_Requisiti del problema_
Riporta senza alcuna modifica le righe a partire da quella che contiene "Expected: one point per instance of the bouquet, reported" fino all'ultima riga, entrambe incluse. Ometti le immagini dalla risposta.
╭─ Righe dell'attività
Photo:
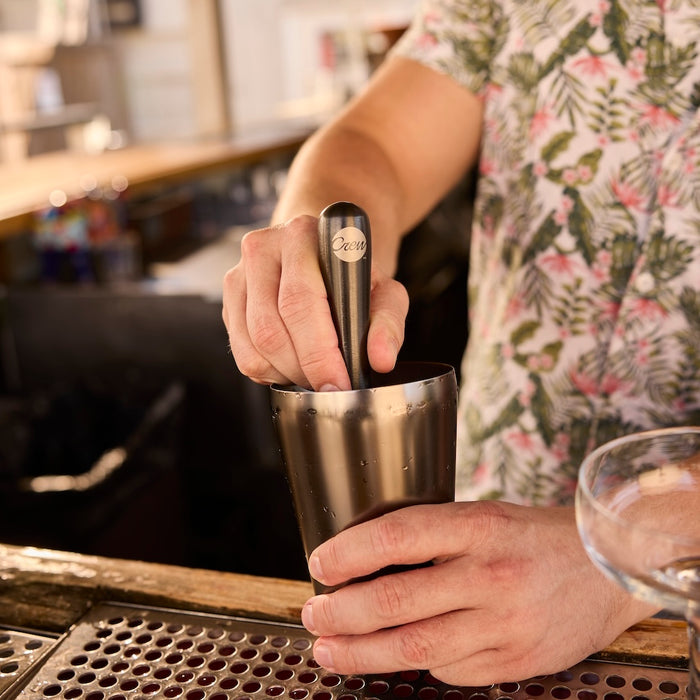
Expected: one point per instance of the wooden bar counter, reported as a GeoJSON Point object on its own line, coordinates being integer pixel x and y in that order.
{"type": "Point", "coordinates": [25, 186]}
{"type": "Point", "coordinates": [49, 590]}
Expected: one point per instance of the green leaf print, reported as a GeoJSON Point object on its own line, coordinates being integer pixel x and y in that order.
{"type": "Point", "coordinates": [570, 46]}
{"type": "Point", "coordinates": [615, 25]}
{"type": "Point", "coordinates": [690, 306]}
{"type": "Point", "coordinates": [508, 416]}
{"type": "Point", "coordinates": [667, 256]}
{"type": "Point", "coordinates": [542, 239]}
{"type": "Point", "coordinates": [523, 72]}
{"type": "Point", "coordinates": [581, 224]}
{"type": "Point", "coordinates": [624, 256]}
{"type": "Point", "coordinates": [524, 332]}
{"type": "Point", "coordinates": [556, 145]}
{"type": "Point", "coordinates": [541, 407]}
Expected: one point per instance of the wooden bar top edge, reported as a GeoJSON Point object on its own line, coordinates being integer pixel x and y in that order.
{"type": "Point", "coordinates": [25, 186]}
{"type": "Point", "coordinates": [49, 590]}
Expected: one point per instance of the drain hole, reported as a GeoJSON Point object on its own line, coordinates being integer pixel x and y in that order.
{"type": "Point", "coordinates": [535, 690]}
{"type": "Point", "coordinates": [615, 681]}
{"type": "Point", "coordinates": [428, 693]}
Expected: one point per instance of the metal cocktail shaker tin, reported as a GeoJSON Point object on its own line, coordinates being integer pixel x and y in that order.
{"type": "Point", "coordinates": [353, 455]}
{"type": "Point", "coordinates": [387, 443]}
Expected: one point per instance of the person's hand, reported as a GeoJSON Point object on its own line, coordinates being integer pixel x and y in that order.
{"type": "Point", "coordinates": [512, 594]}
{"type": "Point", "coordinates": [277, 314]}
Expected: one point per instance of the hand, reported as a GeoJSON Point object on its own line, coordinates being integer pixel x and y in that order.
{"type": "Point", "coordinates": [277, 314]}
{"type": "Point", "coordinates": [512, 594]}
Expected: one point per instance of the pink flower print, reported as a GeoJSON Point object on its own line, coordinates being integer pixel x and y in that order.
{"type": "Point", "coordinates": [635, 72]}
{"type": "Point", "coordinates": [426, 40]}
{"type": "Point", "coordinates": [540, 121]}
{"type": "Point", "coordinates": [526, 394]}
{"type": "Point", "coordinates": [515, 307]}
{"type": "Point", "coordinates": [561, 218]}
{"type": "Point", "coordinates": [546, 361]}
{"type": "Point", "coordinates": [586, 384]}
{"type": "Point", "coordinates": [560, 447]}
{"type": "Point", "coordinates": [609, 311]}
{"type": "Point", "coordinates": [521, 440]}
{"type": "Point", "coordinates": [612, 384]}
{"type": "Point", "coordinates": [648, 308]}
{"type": "Point", "coordinates": [558, 262]}
{"type": "Point", "coordinates": [639, 55]}
{"type": "Point", "coordinates": [486, 167]}
{"type": "Point", "coordinates": [629, 196]}
{"type": "Point", "coordinates": [679, 404]}
{"type": "Point", "coordinates": [591, 65]}
{"type": "Point", "coordinates": [568, 488]}
{"type": "Point", "coordinates": [570, 176]}
{"type": "Point", "coordinates": [604, 257]}
{"type": "Point", "coordinates": [666, 196]}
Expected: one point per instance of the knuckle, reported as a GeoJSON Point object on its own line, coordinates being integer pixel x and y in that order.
{"type": "Point", "coordinates": [266, 332]}
{"type": "Point", "coordinates": [252, 243]}
{"type": "Point", "coordinates": [389, 597]}
{"type": "Point", "coordinates": [325, 617]}
{"type": "Point", "coordinates": [391, 534]}
{"type": "Point", "coordinates": [415, 646]}
{"type": "Point", "coordinates": [252, 365]}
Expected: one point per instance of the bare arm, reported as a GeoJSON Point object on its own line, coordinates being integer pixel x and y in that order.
{"type": "Point", "coordinates": [395, 151]}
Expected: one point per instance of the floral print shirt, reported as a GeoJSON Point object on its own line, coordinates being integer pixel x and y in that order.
{"type": "Point", "coordinates": [584, 286]}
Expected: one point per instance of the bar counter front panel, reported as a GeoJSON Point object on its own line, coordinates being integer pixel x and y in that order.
{"type": "Point", "coordinates": [79, 626]}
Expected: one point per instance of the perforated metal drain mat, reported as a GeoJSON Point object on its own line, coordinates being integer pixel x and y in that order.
{"type": "Point", "coordinates": [19, 651]}
{"type": "Point", "coordinates": [121, 653]}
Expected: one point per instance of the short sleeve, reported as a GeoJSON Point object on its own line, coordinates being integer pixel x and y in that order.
{"type": "Point", "coordinates": [455, 37]}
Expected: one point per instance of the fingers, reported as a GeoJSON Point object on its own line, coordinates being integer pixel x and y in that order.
{"type": "Point", "coordinates": [386, 332]}
{"type": "Point", "coordinates": [465, 639]}
{"type": "Point", "coordinates": [277, 315]}
{"type": "Point", "coordinates": [407, 536]}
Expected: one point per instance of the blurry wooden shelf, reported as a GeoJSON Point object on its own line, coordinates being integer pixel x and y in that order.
{"type": "Point", "coordinates": [51, 119]}
{"type": "Point", "coordinates": [25, 187]}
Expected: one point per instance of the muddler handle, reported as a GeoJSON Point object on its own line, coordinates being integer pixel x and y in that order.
{"type": "Point", "coordinates": [345, 253]}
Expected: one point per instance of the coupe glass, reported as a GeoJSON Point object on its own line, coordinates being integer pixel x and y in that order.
{"type": "Point", "coordinates": [638, 514]}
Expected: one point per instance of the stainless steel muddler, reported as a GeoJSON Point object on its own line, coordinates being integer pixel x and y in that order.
{"type": "Point", "coordinates": [390, 441]}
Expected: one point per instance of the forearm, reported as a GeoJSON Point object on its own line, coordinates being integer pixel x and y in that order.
{"type": "Point", "coordinates": [340, 163]}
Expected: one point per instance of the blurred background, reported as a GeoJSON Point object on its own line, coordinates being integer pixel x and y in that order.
{"type": "Point", "coordinates": [139, 141]}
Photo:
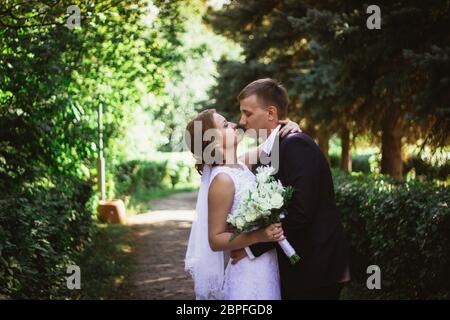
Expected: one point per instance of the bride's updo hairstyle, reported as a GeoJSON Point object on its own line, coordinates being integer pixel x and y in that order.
{"type": "Point", "coordinates": [206, 119]}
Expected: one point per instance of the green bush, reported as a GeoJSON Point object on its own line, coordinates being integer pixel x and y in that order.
{"type": "Point", "coordinates": [360, 163]}
{"type": "Point", "coordinates": [404, 228]}
{"type": "Point", "coordinates": [136, 174]}
{"type": "Point", "coordinates": [166, 171]}
{"type": "Point", "coordinates": [42, 231]}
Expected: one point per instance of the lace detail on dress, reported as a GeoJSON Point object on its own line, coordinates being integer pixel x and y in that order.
{"type": "Point", "coordinates": [243, 180]}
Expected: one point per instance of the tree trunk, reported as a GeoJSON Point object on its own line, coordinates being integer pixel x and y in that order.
{"type": "Point", "coordinates": [346, 155]}
{"type": "Point", "coordinates": [324, 138]}
{"type": "Point", "coordinates": [391, 147]}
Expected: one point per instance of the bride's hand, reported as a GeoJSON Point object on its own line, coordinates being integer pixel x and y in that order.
{"type": "Point", "coordinates": [290, 127]}
{"type": "Point", "coordinates": [272, 233]}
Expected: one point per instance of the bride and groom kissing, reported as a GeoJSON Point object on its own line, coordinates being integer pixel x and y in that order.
{"type": "Point", "coordinates": [258, 269]}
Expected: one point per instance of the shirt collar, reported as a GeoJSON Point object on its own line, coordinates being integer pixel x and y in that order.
{"type": "Point", "coordinates": [268, 144]}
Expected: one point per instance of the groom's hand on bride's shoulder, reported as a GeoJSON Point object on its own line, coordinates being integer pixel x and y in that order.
{"type": "Point", "coordinates": [237, 255]}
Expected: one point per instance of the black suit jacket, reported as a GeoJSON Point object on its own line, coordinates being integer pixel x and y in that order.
{"type": "Point", "coordinates": [312, 225]}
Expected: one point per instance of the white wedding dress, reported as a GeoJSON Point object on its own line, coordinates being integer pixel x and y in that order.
{"type": "Point", "coordinates": [256, 279]}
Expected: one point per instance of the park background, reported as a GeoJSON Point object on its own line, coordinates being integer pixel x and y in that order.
{"type": "Point", "coordinates": [376, 101]}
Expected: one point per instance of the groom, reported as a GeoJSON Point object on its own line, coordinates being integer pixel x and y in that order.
{"type": "Point", "coordinates": [312, 225]}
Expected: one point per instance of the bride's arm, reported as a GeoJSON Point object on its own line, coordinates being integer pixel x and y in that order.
{"type": "Point", "coordinates": [220, 200]}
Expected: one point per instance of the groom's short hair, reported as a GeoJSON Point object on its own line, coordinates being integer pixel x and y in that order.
{"type": "Point", "coordinates": [270, 93]}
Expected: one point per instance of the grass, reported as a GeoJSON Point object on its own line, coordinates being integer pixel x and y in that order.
{"type": "Point", "coordinates": [106, 263]}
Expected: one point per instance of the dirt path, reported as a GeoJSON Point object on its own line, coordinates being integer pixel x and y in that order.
{"type": "Point", "coordinates": [160, 245]}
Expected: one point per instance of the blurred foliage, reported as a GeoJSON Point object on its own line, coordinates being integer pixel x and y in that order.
{"type": "Point", "coordinates": [392, 84]}
{"type": "Point", "coordinates": [52, 80]}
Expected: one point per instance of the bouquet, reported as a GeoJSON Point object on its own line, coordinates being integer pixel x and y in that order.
{"type": "Point", "coordinates": [264, 205]}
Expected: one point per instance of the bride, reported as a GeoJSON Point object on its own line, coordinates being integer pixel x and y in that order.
{"type": "Point", "coordinates": [223, 183]}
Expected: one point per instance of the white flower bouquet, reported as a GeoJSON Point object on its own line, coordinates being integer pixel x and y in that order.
{"type": "Point", "coordinates": [264, 205]}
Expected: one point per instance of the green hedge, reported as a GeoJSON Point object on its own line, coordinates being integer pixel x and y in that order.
{"type": "Point", "coordinates": [422, 168]}
{"type": "Point", "coordinates": [42, 231]}
{"type": "Point", "coordinates": [404, 228]}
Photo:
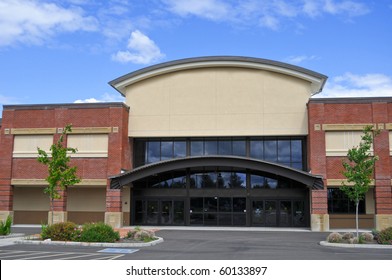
╰─
_Soluzione dell'esercizio_
Expected: one point per instance of the bouquet, reported as a GeoJSON Point object on its own line, coordinates being integer pixel x and y in that order.
{"type": "Point", "coordinates": [264, 205]}
Expected: one point per instance of the bride, reported as a GeoJSON Point object on its own line, coordinates being integer pixel x and y in that order.
{"type": "Point", "coordinates": [223, 183]}
Expected: one point per instance of the white flower bouquet, reported as a GeoJSON Point object on its own line, coordinates being integer pixel x and y in that order.
{"type": "Point", "coordinates": [264, 205]}
Expected: one point per instance of the green hedge, reported as a GeoJSON Point object on its own line, coordinates being integer pixel x and y in that order.
{"type": "Point", "coordinates": [422, 168]}
{"type": "Point", "coordinates": [42, 231]}
{"type": "Point", "coordinates": [404, 228]}
Photo:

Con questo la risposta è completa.